▶ [Инструкции к заданиям]
[1] Сократите абзац раздела документа, начинающийся словами «Воспоминания Мейера в целом». Основные факты нужно сохранить.
[2] Выведите без изменений отрывок раздела документа от слов «Воспоминания Мейера в» до слов «констатирующе и сухо.» включительно.

▶ [Раздел документа]
Воспоминания Мейера в целом выглядят не только как обличительный, но и в равной мере как процессуальный документ. Его рассказ производил мрачное впечатление и однозначно квалифицировал убийство как тщательно спланированное преступление. Автор в своем повествовании оставался сторонним наблюдателем, с фотографической точностью, без каких-либо эмоций описав произошедшее. Даже, казалось бы, такой многозначительно-символический факт, как последующая печальная судьба ряда организаторов и исполнителей убийства -- Юровского, Голощекина, Белобородова, Мебиуса, П.Л.Войкова, изложен им подчеркнуто констатирующе и сухо.

▶ [Выдержка из данных]
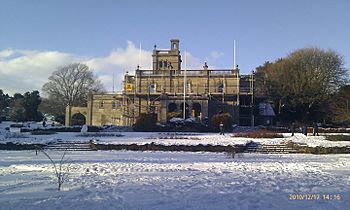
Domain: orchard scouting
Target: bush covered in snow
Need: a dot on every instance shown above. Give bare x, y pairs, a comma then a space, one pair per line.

▶ [Ответы по заданиям]
[1] Воспоминания Мейера одновременно обличают и служат процессуальным документом. Они производят мрачное впечатление и однозначно представляют убийство как тщательно спланированное преступление. Автор описывает события как сторонний наблюдатель, точно и без эмоций. Даже о печальной судьбе ряда организаторов и исполнителей убийства (Юровского, Голощекина, Белобородова, Мебиуса, П.Л.Войкова) он пишет сухо и констатирующе.

[2]
Воспоминания Мейера в целом выглядят не только как обличительный, но и в равной мере как процессуальный документ. Его рассказ производил мрачное впечатление и однозначно квалифицировал убийство как тщательно спланированное преступление. Автор в своем повествовании оставался сторонним наблюдателем, с фотографической точностью, без каких-либо эмоций описав произошедшее. Даже, казалось бы, такой многозначительно-символический факт, как последующая печальная судьба ряда организаторов и исполнителей убийства -- Юровского, Голощекина, Белобородова, Мебиуса, П.Л.Войкова, изложен им подчеркнуто констатирующе и сухо.